SOURCE DOCUMENT:
Collapse to single NAT for non-prod. If you're running one NAT per AZ in staging/dev, use a single NAT. Non-production traffic doesn't need AZ-level redundancy.
Real numbers: One client reduced NAT spend from $1,100/month to $180/month. Fix: created S3 and DynamoDB VPC endpoints (saving ~$600/month on data processing) and moved 4 Lambda functions out of VPC (saving ~$320/month). Total implementation time: 3 hours including testing.
When Should a Startup Buy AWS Savings Plans - and How Much?
Savings Plans offer 30–66% off On-Demand rates in exchange for a $/hour commitment over 1 or 3 years. This is the fix with the highest ceiling - and the most common mistake: buying too early or committing to the wrong amount.
Two types matter for startups:
- Compute Savings Plans - flexible, apply to EC2, Lambda, and Fargate across all regions, instance families, and sizes. Up to 66% discount. Recommended because startup architectures change.
- EC2 Instance Savings Plans - higher discount (up to 72%) but locked to a specific instance family in a specific region. Only buy if a workload is stable and won't change for 12 months.
The rule: don't buy before month 4 of stable workloads. Savings Plans are a commitment. Buy a $1,000/month plan, then scale down or migrate to Fargate - you still pay the committed rate. Buy only what you're confident will run continuously for 12 months.
How to buy correctly: Cost Explorer → Savings Plans → Recommendations. Set type to Compute, term to 1 year, payment to No Upfront (best for startup cash flow). AWS shows your current on-demand spend, recommended commitment, projected savings, and break-even - before you commit.
One critical detail: recommendations are based on your last 7 or 30 days of usage. If you recently scaled up or had a traffic spike, the recommendation will be inflated. Always set "Based on past" to 30 days and look at the trend before committing. Commit 70–80% of the recommendation to leave headroom for scaling down.

[Entries for bounding box labeling]
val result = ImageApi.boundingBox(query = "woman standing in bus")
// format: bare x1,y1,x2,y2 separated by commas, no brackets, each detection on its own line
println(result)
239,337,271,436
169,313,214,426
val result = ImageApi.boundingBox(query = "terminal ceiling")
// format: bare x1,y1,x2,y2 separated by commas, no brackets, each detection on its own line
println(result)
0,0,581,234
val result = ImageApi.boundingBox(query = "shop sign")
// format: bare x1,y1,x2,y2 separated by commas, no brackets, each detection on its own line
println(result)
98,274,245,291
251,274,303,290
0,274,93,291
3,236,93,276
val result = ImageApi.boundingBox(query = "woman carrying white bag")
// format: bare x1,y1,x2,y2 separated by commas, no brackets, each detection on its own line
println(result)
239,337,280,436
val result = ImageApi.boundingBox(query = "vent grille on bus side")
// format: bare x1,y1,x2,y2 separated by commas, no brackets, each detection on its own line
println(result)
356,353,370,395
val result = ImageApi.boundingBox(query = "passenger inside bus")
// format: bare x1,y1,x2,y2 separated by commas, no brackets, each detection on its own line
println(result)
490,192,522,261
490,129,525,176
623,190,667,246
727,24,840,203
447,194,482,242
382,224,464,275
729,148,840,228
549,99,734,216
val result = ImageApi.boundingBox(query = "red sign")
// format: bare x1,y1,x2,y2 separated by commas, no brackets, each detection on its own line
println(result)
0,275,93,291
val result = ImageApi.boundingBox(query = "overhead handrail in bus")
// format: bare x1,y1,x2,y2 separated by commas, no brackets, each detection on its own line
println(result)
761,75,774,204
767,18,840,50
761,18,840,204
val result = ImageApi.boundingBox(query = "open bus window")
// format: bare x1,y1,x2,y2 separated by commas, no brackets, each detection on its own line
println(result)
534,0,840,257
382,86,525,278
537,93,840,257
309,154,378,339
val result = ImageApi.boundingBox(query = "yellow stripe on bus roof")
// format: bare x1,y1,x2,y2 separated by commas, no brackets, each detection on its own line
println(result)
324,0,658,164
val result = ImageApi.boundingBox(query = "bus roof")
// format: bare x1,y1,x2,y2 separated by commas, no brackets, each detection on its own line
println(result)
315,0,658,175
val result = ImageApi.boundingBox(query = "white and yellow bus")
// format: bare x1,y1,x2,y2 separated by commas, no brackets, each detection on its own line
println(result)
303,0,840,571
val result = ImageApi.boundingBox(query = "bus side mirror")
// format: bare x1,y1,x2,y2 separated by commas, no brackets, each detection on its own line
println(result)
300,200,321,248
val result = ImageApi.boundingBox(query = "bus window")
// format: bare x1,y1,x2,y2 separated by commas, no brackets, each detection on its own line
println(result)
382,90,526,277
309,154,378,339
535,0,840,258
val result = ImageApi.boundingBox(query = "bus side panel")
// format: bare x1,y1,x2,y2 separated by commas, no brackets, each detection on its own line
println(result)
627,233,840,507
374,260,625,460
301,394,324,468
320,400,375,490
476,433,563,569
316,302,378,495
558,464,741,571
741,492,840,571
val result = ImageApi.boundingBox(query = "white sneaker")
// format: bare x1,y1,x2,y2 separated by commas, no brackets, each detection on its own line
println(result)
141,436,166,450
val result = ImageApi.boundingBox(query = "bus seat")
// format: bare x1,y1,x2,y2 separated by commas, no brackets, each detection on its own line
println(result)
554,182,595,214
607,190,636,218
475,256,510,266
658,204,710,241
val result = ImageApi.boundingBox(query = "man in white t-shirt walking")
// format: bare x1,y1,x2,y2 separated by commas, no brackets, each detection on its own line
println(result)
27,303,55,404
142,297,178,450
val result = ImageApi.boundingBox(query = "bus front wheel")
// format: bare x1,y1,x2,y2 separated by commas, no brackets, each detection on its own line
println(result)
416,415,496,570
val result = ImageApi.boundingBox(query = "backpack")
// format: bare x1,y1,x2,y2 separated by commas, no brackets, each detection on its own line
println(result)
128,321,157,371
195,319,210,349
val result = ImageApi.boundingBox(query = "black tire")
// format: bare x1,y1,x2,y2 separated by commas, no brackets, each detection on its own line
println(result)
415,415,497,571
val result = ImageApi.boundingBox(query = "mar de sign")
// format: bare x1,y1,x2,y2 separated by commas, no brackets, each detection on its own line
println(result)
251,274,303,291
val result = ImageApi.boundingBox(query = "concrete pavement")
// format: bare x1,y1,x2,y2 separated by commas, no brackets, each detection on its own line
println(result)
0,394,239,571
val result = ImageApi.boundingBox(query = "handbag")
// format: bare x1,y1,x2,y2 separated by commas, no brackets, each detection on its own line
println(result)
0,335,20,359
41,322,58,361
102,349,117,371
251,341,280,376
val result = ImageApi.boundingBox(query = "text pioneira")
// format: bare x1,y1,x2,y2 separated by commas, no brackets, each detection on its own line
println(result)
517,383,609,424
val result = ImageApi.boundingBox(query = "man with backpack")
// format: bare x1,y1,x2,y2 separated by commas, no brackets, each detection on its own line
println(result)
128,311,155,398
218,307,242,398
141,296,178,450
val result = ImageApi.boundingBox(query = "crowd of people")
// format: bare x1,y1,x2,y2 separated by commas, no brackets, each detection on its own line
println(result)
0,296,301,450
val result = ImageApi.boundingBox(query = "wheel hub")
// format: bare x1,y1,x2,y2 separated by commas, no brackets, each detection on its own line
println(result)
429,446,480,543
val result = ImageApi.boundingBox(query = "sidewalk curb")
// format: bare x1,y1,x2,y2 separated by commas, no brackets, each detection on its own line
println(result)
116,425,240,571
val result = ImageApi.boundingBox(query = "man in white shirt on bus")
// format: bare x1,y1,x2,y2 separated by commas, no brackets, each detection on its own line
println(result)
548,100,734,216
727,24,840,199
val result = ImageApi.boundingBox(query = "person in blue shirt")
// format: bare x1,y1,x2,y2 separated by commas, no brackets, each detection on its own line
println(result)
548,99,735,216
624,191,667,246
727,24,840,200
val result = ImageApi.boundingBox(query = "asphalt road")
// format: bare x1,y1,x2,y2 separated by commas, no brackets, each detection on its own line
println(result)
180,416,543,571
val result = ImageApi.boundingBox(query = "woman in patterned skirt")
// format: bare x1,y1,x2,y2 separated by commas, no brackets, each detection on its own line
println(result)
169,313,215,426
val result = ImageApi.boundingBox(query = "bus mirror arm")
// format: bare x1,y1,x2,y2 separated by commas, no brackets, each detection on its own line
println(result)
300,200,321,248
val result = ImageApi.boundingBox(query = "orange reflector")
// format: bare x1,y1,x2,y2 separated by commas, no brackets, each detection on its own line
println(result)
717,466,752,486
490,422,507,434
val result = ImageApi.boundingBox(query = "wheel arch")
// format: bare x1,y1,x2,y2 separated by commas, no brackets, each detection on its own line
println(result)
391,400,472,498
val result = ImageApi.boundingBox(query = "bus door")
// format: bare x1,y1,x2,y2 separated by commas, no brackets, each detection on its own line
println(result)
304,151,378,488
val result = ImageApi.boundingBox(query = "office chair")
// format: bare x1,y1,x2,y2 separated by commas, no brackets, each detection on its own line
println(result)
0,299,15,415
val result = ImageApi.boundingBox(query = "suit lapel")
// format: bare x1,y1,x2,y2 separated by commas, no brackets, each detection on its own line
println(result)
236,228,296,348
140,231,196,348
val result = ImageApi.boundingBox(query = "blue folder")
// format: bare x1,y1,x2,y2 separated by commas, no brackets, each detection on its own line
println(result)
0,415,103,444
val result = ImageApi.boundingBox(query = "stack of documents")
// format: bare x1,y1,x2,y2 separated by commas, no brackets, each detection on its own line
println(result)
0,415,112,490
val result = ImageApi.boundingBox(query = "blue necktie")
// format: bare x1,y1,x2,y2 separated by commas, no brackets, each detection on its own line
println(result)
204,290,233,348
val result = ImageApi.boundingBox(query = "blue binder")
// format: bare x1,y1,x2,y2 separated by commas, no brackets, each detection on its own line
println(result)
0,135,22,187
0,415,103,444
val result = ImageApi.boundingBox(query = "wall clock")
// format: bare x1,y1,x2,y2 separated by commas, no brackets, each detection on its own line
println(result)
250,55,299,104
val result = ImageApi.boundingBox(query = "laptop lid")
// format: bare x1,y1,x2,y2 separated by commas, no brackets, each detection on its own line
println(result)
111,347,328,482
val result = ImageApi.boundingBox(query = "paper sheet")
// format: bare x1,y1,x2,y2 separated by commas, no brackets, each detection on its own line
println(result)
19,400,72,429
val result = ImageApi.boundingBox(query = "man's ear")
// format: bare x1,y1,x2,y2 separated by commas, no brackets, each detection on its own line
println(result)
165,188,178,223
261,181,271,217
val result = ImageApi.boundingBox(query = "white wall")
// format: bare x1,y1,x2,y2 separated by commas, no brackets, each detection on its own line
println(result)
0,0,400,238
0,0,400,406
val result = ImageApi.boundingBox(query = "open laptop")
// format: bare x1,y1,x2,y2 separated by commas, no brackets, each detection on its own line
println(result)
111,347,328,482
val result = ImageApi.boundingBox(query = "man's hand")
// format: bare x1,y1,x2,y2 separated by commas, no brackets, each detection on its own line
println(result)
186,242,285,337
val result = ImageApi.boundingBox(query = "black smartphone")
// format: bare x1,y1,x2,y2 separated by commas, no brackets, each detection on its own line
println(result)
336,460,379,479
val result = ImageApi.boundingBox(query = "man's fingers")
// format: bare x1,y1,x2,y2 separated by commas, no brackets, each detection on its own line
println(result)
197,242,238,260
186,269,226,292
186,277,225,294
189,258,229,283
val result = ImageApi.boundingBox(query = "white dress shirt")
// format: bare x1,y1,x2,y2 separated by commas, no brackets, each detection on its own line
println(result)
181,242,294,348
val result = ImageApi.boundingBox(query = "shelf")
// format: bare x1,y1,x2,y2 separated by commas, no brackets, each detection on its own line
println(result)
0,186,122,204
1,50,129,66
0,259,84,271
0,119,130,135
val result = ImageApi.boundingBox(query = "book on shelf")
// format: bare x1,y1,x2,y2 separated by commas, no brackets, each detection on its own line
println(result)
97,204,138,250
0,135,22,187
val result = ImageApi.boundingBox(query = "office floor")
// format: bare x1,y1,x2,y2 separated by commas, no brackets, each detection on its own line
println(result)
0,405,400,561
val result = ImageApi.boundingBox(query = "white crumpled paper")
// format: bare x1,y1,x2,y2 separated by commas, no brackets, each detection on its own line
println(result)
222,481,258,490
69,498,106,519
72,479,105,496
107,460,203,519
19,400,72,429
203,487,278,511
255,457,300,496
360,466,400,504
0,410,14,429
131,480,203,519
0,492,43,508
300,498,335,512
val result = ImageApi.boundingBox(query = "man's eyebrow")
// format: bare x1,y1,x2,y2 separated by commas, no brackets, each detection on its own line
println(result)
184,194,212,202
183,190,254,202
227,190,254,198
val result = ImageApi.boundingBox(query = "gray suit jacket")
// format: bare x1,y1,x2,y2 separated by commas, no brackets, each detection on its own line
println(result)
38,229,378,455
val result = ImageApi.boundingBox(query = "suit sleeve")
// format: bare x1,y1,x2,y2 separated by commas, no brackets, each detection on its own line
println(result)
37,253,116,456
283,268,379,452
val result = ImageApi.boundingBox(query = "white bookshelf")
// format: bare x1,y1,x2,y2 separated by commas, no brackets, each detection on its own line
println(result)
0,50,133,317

INSTRUCTION 1: In the AWS cost article, what is the highest discount that EC2 Instance Savings Plans can give?
INSTRUCTION 2:
Do these statements agree with the AWS cost article? Answer yes or no for each, and quote the words from the article that decide it.
(a) Compute Savings Plans cover Fargate.
(b) The article says to buy Savings Plans in the first month.
(c) The client's NAT fix took 3 hours, including testing.
INSTRUCTION 3: Write out the stretch of the AWS cost article from "How to buy correctly: Cost" through "before you commit.", word for word.

EXERCISE SOLUTION 1: Up to 72%.

EXERCISE SOLUTION 2:
(a) Yes: "apply to EC2, Lambda, and Fargate across all regions, instance families, and sizes"
(b) No: "don't buy before month 4 of stable workloads"
(c) Yes: "Total implementation time: 3 hours including testing."

EXERCISE SOLUTION 3:
How to buy correctly: Cost Explorer → Savings Plans → Recommendations. Set type to Compute, term to 1 year, payment to No Upfront (best for startup cash flow). AWS shows your current on-demand spend, recommended commitment, projected savings, and break-even - before you commit.